■ SELECTED TEXT ■
▼
Stack Trace Grouping: How to Turn 10,000 Crashes into 5 Actionable Bugs

This guide covers stack trace grouping crash deduplication in detail. Your game shipped on Tuesday. By Friday, your crash reporting dashboard shows 10,000 crash reports. You stare at an endless scrolling list of stack traces, each one slightly different, wondering where to even start. Here is the good news: those 10,000 reports are almost certainly caused by five or six distinct bugs. The hard part is figuring out which reports belong together. That is the problem stack trace grouping solves, and getting it right is the difference between a calm weekend and an all-hands fire drill.

The Problem: Signal Buried in Noise

Raw crash reports are noisy by nature. A single null pointer dereference in your inventory system can generate thousands of reports from thousands of players, each with slightly different stack traces. Without crash deduplication, every report looks unique. Developers end up triaging the same bug dozens of times, filing duplicate issues, and losing track of which crashes actually affect the most players.
▲
■ EXTRACTED ENTRIES ■
▼
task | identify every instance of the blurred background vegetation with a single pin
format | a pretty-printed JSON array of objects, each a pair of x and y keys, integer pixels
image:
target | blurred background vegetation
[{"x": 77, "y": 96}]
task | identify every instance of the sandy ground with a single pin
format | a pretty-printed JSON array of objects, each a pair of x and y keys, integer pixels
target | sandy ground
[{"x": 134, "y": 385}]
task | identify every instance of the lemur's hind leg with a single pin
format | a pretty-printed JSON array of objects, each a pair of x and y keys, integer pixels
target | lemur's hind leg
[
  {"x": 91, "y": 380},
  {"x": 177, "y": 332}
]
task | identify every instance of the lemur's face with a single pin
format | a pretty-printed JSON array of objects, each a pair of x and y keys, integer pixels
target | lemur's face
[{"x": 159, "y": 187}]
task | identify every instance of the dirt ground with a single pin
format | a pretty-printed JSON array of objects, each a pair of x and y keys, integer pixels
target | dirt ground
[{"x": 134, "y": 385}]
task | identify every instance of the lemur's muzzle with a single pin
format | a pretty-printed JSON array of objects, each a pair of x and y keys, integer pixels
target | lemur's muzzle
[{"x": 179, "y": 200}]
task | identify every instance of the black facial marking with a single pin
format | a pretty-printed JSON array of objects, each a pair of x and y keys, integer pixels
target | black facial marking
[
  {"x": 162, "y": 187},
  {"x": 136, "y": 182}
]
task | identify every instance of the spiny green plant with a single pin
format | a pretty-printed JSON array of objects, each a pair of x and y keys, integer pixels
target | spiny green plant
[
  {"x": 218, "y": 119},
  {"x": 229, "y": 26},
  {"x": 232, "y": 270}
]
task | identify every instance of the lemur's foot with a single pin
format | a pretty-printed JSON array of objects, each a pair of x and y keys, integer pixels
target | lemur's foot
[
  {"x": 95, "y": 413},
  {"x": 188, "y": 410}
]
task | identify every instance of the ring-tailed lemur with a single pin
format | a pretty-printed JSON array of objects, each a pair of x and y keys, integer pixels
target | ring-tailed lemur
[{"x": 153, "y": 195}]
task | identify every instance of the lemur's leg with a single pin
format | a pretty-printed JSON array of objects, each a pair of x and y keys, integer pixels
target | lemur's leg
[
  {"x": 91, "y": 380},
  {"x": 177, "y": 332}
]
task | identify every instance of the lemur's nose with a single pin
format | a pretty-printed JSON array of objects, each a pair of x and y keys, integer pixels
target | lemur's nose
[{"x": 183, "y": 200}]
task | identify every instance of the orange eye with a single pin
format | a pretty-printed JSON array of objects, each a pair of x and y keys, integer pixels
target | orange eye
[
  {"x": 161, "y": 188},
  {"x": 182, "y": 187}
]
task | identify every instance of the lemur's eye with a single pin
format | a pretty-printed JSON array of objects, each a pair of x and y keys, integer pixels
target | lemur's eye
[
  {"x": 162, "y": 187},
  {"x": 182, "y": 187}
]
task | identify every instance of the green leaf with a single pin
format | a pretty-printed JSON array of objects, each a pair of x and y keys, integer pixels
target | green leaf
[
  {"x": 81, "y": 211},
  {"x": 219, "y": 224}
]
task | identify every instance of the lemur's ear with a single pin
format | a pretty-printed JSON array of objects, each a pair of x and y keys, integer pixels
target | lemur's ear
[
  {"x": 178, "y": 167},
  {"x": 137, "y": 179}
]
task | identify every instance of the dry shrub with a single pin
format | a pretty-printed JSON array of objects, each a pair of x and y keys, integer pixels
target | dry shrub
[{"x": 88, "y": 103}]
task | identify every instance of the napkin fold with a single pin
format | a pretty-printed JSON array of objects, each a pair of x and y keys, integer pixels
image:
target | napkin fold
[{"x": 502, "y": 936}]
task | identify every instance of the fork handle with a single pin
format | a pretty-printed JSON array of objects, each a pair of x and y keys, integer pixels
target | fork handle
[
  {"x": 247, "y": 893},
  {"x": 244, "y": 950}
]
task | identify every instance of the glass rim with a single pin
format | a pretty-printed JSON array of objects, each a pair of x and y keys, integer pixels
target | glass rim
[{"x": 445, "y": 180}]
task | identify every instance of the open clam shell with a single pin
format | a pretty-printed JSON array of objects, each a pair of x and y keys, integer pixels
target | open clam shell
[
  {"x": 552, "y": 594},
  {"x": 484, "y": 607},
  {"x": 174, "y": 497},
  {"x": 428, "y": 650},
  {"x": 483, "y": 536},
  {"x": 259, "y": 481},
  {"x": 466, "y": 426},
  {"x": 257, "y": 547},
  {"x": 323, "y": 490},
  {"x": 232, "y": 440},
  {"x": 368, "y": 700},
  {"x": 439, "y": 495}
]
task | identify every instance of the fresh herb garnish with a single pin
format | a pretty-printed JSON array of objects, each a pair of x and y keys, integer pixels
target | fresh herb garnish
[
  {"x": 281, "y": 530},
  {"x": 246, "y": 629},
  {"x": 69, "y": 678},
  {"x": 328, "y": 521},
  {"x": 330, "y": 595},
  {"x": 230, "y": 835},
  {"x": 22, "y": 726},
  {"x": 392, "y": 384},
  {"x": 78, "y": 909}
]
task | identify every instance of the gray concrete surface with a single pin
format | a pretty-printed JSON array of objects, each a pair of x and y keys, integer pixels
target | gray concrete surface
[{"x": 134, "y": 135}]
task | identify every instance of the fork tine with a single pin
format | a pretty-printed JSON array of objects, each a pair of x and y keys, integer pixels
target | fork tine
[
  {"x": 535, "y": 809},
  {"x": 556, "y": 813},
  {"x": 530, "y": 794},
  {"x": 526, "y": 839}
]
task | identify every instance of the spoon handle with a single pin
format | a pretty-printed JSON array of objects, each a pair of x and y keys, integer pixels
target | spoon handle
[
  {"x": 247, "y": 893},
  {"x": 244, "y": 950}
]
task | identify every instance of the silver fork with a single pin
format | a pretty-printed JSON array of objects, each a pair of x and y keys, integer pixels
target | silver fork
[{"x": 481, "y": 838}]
▲
▼
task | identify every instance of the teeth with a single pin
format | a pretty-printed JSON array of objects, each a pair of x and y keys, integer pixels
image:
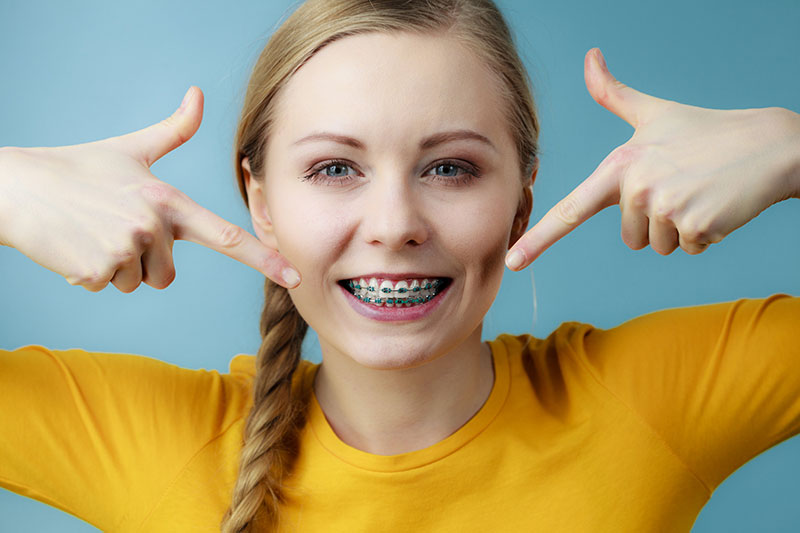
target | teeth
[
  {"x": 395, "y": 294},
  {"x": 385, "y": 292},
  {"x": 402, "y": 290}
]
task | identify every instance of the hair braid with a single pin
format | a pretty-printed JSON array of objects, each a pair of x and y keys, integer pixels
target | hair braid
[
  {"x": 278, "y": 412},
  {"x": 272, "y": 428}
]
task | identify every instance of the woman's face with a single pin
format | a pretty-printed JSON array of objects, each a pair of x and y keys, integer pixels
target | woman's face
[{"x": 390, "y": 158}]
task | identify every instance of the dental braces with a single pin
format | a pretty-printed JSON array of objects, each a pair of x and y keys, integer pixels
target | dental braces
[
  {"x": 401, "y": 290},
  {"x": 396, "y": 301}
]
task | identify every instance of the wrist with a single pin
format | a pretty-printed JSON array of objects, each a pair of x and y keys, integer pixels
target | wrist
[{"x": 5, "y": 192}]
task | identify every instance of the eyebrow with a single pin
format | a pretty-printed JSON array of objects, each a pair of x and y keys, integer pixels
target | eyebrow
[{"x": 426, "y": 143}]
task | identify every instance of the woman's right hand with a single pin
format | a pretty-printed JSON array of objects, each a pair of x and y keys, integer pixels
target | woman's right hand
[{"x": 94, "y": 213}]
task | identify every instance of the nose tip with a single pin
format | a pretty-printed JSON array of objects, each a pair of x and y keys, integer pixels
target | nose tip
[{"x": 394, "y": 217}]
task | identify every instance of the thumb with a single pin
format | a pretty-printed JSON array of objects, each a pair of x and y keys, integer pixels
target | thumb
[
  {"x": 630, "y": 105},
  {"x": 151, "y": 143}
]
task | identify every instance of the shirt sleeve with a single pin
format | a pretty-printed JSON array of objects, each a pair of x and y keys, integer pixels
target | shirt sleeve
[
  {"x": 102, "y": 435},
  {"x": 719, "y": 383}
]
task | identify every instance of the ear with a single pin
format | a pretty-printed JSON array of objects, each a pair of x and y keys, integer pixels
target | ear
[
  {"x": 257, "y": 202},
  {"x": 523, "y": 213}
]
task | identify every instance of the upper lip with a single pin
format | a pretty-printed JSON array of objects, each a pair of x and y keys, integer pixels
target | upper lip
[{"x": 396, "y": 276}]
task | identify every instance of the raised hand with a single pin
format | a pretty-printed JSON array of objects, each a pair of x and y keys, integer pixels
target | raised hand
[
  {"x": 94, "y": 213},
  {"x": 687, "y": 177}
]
▲
▼
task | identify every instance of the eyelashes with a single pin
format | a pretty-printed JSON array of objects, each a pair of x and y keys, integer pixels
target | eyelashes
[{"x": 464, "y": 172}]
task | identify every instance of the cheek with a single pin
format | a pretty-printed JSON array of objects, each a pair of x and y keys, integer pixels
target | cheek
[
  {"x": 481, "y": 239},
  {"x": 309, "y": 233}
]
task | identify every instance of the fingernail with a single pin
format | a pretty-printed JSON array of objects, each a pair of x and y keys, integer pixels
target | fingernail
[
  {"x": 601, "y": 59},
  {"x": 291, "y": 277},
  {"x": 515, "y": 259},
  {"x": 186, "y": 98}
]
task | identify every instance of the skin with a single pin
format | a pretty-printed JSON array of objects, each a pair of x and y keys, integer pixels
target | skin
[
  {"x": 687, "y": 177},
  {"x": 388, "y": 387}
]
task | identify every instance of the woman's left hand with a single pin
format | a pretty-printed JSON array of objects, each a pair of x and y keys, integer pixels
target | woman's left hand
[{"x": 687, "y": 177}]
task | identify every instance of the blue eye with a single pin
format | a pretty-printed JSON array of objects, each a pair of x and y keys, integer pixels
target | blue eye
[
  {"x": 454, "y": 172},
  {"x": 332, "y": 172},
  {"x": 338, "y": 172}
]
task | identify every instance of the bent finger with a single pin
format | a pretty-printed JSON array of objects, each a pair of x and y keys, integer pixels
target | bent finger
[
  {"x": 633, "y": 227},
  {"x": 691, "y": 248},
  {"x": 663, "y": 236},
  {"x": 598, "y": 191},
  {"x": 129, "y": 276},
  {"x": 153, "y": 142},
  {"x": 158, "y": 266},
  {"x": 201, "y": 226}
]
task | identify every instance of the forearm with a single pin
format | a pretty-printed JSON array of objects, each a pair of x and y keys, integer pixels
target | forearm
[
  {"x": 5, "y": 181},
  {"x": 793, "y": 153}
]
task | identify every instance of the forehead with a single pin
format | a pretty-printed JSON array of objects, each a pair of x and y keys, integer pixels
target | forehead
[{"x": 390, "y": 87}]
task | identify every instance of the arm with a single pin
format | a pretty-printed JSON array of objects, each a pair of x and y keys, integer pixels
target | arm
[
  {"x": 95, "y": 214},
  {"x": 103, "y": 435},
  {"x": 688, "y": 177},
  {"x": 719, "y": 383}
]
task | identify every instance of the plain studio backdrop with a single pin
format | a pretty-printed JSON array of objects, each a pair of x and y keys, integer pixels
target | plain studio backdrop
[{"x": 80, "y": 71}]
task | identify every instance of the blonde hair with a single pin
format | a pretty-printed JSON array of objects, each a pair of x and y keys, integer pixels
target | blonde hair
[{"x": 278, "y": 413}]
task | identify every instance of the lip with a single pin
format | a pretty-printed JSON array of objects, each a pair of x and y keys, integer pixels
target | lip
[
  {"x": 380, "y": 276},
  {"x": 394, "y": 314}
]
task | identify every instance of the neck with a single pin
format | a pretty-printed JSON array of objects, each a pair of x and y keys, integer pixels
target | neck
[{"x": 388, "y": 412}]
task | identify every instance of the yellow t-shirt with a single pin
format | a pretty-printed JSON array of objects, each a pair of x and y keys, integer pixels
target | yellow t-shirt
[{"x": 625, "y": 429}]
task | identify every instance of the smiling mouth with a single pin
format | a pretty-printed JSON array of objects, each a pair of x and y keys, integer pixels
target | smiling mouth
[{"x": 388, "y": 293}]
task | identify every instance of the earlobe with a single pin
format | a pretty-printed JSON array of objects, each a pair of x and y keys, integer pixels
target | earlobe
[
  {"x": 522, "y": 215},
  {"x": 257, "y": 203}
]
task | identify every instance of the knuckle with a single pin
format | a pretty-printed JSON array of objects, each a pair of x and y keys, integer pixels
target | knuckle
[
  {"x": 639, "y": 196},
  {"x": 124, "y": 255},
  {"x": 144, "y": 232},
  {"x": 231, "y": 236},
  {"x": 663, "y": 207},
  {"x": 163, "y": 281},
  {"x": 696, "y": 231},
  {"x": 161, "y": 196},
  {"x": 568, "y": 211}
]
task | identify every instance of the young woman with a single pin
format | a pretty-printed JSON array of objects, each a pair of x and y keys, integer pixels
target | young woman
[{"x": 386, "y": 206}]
▲
■ OBJECTIVE ■
Could you pick up the guide on stack trace grouping after its last sentence and keep writing it?

■ WRITTEN RESPONSE ■
The intuition is simple: group identical stack traces together. But in practice, "identical" is the wrong bar. The same bug routinely produces different stack traces for several reasons:

ASLR (Address Space Layout Randomization) changes memory addresses on every launch. Two crashes from the exact same line of code will have different hex addresses in their native frames.

Compiler inlining varies between build configurations. A function that appears as its own frame in a debug build may be inlined and invisible in a release build, changing the stack depth and shape.

Multiple call paths to the same root cause. A corrupted save file might crash in SaveManager.Load() when called from the main menu, from auto-save restoration, or from a multiplayer sync — three different stack traces, one bug.

Minor source changes shift line numbers. A hotfix that adds a comment on line 40 of PlayerController.cs shifts every subsequent line number by one. Crashes from the pre-hotfix and post-hotfix builds now have different line numbers for the same fault.

"Crash analytics without intelligent grouping is like sorting mail by the color of the envelope. You are organizing by the wrong attribute."

Step 1: Normalize Frames

The first step in any crash deduplication algorithm is to normalize each frame so that superficial differences disappear. You strip away everything that varies between runs or builds but does not change the identity of the fault.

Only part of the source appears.